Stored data

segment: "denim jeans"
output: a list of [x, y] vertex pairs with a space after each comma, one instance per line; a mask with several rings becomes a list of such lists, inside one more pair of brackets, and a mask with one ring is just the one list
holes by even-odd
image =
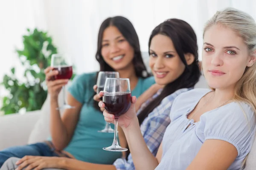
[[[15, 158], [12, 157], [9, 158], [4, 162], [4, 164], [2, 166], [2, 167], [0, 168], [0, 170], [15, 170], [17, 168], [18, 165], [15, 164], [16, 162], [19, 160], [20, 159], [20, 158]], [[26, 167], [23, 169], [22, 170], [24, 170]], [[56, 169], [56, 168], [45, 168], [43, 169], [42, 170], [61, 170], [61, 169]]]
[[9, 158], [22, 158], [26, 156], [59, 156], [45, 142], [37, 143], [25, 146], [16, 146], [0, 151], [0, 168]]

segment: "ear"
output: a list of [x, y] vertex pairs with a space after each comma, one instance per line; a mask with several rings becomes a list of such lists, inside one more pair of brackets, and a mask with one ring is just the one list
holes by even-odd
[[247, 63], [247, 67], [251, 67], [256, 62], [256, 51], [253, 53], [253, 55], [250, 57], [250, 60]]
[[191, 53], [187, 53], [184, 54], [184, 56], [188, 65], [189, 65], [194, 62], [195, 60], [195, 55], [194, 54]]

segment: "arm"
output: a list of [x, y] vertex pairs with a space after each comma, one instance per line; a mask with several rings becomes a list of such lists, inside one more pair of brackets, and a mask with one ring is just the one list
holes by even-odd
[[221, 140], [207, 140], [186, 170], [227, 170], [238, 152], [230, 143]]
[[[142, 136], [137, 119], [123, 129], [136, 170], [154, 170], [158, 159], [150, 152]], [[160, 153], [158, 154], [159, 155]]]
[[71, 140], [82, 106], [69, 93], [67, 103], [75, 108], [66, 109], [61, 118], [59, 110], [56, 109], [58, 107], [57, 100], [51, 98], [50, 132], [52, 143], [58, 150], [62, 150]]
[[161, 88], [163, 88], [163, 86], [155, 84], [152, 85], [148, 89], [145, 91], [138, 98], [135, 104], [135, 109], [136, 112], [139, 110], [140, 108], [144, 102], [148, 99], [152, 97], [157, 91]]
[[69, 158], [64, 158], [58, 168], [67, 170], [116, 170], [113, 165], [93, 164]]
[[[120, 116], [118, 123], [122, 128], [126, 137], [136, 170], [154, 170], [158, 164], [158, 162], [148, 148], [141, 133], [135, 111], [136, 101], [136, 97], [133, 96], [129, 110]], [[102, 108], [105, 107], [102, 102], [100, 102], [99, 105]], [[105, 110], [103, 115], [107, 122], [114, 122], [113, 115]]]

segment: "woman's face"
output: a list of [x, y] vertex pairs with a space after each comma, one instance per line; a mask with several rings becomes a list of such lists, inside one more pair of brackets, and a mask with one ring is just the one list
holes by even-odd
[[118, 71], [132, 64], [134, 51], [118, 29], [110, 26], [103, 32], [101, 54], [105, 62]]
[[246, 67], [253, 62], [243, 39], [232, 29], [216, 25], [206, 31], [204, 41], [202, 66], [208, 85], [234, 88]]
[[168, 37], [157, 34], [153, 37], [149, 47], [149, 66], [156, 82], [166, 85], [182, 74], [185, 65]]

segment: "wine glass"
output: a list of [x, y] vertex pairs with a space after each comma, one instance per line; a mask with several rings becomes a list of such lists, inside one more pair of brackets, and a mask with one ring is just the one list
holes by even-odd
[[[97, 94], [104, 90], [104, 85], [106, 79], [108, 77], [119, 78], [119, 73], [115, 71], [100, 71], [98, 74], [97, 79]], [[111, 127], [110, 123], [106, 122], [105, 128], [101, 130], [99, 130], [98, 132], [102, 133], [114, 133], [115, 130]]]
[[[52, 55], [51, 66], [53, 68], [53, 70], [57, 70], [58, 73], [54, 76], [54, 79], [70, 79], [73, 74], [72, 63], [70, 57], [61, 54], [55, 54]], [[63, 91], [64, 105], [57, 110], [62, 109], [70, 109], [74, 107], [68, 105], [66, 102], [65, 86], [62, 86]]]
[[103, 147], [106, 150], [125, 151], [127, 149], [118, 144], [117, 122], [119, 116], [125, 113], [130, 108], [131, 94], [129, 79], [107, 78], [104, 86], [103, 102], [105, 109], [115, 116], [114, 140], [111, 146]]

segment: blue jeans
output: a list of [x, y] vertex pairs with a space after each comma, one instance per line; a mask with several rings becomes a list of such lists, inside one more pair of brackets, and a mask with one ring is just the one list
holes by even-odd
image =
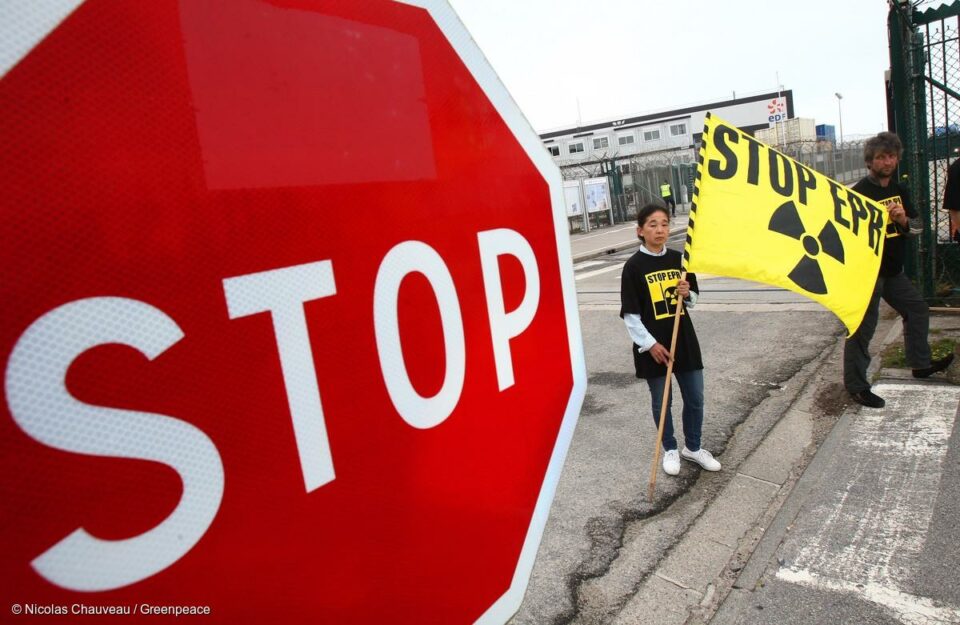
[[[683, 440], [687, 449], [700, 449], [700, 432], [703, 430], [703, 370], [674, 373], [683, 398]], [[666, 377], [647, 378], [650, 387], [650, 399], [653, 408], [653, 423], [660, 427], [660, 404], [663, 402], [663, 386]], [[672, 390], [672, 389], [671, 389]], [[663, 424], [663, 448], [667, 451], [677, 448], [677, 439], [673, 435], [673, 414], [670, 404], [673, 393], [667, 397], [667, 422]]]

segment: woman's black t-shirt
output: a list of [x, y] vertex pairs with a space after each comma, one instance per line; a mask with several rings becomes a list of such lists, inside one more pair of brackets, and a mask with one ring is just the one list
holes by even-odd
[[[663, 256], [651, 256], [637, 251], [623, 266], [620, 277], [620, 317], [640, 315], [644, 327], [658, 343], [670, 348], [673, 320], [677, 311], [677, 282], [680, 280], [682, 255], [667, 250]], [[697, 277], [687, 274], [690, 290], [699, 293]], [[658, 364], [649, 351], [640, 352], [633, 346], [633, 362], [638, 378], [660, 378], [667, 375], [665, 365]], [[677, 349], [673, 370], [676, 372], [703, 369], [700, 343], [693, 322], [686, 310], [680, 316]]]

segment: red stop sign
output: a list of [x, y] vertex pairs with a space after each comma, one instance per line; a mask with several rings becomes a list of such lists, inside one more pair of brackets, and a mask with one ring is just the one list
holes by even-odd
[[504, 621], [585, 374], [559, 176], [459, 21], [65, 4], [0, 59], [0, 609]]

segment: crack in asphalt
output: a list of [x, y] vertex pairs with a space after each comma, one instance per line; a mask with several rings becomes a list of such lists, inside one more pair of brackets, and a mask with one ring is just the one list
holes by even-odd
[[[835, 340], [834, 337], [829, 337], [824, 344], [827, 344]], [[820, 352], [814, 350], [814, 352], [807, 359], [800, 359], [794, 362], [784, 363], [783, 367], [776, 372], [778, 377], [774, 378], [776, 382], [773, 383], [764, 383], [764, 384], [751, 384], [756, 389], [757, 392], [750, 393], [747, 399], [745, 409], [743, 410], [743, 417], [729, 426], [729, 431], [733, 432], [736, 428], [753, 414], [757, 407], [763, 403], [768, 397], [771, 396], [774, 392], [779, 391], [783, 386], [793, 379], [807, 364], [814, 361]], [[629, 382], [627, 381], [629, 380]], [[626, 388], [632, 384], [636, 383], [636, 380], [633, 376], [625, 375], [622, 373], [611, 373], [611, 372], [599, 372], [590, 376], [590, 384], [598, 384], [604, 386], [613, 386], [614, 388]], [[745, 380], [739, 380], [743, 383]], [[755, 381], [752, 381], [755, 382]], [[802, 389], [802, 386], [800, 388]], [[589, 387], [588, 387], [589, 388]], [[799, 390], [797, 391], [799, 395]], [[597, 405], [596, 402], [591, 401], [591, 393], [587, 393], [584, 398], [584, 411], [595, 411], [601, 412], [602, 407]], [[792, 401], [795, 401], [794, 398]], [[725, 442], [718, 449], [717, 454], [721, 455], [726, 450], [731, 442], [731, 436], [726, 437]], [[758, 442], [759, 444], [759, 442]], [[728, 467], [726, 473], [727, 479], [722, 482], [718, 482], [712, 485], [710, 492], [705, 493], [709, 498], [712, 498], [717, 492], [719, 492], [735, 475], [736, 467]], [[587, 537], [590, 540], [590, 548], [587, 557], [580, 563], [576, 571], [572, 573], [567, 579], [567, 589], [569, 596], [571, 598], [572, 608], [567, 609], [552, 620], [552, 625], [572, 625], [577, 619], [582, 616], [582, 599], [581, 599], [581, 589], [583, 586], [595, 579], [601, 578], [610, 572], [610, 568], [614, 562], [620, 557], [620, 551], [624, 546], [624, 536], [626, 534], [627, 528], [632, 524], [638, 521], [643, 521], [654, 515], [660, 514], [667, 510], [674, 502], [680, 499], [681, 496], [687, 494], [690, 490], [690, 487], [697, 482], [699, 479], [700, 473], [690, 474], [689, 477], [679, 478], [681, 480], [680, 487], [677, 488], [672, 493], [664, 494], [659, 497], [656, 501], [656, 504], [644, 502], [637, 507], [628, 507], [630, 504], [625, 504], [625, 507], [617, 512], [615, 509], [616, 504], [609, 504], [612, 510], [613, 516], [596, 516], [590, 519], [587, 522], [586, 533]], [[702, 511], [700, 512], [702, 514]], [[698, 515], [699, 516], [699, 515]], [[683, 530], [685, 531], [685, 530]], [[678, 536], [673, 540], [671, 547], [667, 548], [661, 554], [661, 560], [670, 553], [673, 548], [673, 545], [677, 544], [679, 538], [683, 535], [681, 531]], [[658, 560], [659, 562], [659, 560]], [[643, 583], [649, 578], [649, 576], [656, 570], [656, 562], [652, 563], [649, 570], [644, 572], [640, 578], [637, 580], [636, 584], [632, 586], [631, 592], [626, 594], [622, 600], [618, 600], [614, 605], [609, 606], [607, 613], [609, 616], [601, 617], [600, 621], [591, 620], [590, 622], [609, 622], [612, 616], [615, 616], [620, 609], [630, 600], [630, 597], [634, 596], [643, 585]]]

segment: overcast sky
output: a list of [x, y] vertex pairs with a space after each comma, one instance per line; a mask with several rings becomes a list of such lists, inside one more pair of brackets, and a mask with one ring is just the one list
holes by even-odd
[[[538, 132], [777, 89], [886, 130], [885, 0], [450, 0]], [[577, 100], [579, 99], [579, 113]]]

# [Problem]
Revise the entries starting at the first line and ending at the line containing "55], [194, 54]]", replacing "even-odd" with "nonzero winding" wherever it appears and keeping everything else as it is. Leave out the pictures when you reproduce these lines.

# [Response]
segment: "denim jeans"
output: a list of [x, y] vertex pairs with a space after each comma, one instance per line; a mask with several rings becomes a list of such lists, inside one more pair of brackets, and a mask with one ring is just the one list
holes by nonzero winding
image =
[[[15, 158], [12, 157], [9, 158], [4, 162], [4, 164], [2, 166], [2, 167], [0, 168], [0, 170], [15, 170], [17, 168], [18, 165], [15, 164], [16, 162], [19, 160], [20, 159], [20, 158]], [[26, 167], [23, 169], [22, 170], [24, 170]], [[56, 169], [56, 168], [45, 168], [43, 169], [42, 170], [61, 170], [61, 169]]]
[[9, 158], [22, 158], [26, 156], [59, 156], [45, 142], [37, 143], [25, 146], [16, 146], [0, 151], [0, 168]]

segment: "ear"
output: a list of [x, y] vertex pairs with a space after each comma, one instance per line; a mask with several rings becomes a list of such lists, inside one more pair of brackets, and a mask with one ring is just the one list
holes by nonzero winding
[[247, 63], [247, 67], [251, 67], [256, 62], [256, 51], [253, 53], [253, 55], [250, 57], [250, 60]]
[[191, 53], [187, 53], [184, 54], [184, 56], [188, 65], [189, 65], [194, 62], [195, 60], [195, 55], [194, 54]]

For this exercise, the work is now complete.